Reading passage:
>>>
Anne Hathaway's 'Song One' Could Lead To Her Redemption In 2014
New year, a new outlook on Anne Hathaway? You might think I'm crazy for suggesting this, but 2014 could be the year that good old Anne Hathaway redeems herself, and it'll start with Song One, Hathaway's new film that was produced by husband Adam Schulman. It will premiere at the Sundance Film Festival on Jan. 20 and it could definitely be the second step on her road back into our good graces. (The first was this rumor that she calmly and pleasantly, with the grace of the Princess of Genovia, placed a bag of dog poop on a paparazzo's car.)
Song One brings back vague memories of Hathaway's role in the 2008 indie and festival darling Rachel Getting Married that launched her into the awards circuit with her first Oscar nod (she didn't win, but still) — at least, in the estranged sibling with emotional issues category. The official synopsis for the film, on the Sundance website reads:
For a while now, Franny has been in Morocco researching Bedouin tribes for her PhD in anthropology. The last time she spoke to her brother, Henry, they fought brutally over his decision to ditch college and become a musician. When a terrible accident puts Henry in a coma, Franny rushes home to New York. Desperately seeking clues to his recovery, she dips her toe into the Brooklyn music scene he inhabited, attending a concert by his singer/songwriter hero, James Forester. When James unexpectedly visits Henry’s hospital room, a spark kindles between Franny and this reticent stranger. In the vibrant coffeehouses and clubs they frequent, love and grief intermingle. Franny discovers a new appreciation for her family and the possibility of truly connecting with people, rather than living life solely as an observer.
Before you Brooklynites get up-in-arms about this so-called "music scene" — that's not what this is about. This is about the Anne Hathaway we used love rising from the smoldering, hater-filled ashes and making us like her in 2014. And Franny, who will grapple with guilt and overcoming her own introvert tendencies, could do that for her.
It's a wise decision on her part to not come back in a "Fantine: Part II" style-role that was totally in our faces about how great she is. Also, it definitely doesn't hurt that she agreed to produce the film without being offered the starring role as compensation, either. Kate Barker-Froyland, Song One's writer and director, told The Hollywood Reporter that she "wasn't expecting it at all" when Hathaway called to express her interest in starring in the film but was obviously pleasantly surprised. At least she still knows how to ask for things without being all "I won an Oscar for playing Fantine in Les Mis — now let me be in your movie."
So could this be the first step on the road to Anne Hathaway's public recovery? She once did dysfunction so well without begging for praise and acknowledgement — and it seems like she might be trying to do it again with Song One.
<<<
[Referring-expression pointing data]
>>>
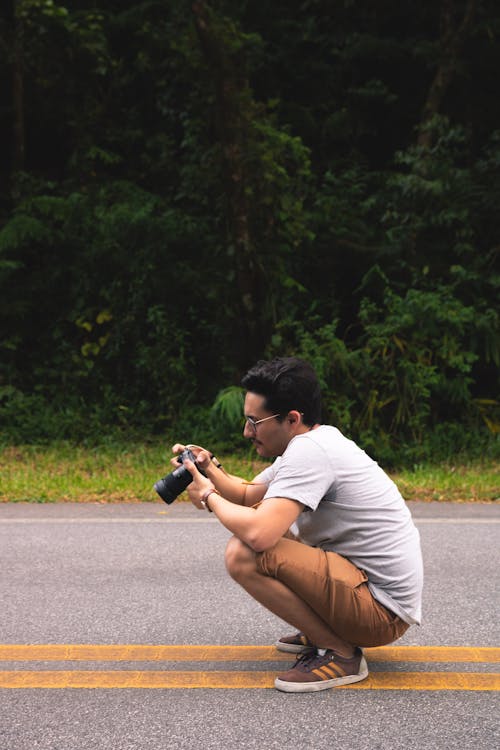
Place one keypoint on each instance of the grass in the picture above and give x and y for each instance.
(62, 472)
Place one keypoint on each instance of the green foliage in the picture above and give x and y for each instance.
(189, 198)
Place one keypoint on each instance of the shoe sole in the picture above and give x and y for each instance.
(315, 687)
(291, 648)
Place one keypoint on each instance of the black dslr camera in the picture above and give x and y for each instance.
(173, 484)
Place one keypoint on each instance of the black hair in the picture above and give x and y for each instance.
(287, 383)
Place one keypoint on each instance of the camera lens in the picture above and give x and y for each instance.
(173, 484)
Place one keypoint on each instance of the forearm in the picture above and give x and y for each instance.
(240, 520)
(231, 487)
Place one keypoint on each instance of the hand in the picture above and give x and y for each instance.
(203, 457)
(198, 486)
<<<
>>>
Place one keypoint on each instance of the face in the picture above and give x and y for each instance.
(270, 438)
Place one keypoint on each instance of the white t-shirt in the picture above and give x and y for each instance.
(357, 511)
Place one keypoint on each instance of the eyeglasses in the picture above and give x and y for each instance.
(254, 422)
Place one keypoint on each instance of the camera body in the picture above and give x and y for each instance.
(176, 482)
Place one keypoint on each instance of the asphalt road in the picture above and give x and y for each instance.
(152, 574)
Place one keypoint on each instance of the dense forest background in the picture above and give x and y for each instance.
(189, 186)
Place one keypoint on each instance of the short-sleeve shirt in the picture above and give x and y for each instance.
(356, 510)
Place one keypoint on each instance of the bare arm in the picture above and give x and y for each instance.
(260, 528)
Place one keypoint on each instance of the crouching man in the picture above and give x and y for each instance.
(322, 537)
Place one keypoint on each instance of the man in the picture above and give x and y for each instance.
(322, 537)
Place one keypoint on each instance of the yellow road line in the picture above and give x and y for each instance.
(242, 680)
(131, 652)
<<<
Please copy out the Anne Hathaway article, starting with "It's a wise" and going on through "with Song One.", and swap "wise decision" for "smart choice" wherever it occurs.

It's a smart choice on her part to not come back in a "Fantine: Part II" style-role that was totally in our faces about how great she is. Also, it definitely doesn't hurt that she agreed to produce the film without being offered the starring role as compensation, either. Kate Barker-Froyland, Song One's writer and director, told The Hollywood Reporter that she "wasn't expecting it at all" when Hathaway called to express her interest in starring in the film but was obviously pleasantly surprised. At least she still knows how to ask for things without being all "I won an Oscar for playing Fantine in Les Mis — now let me be in your movie."
So could this be the first step on the road to Anne Hathaway's public recovery? She once did dysfunction so well without begging for praise and acknowledgement — and it seems like she might be trying to do it again with Song One.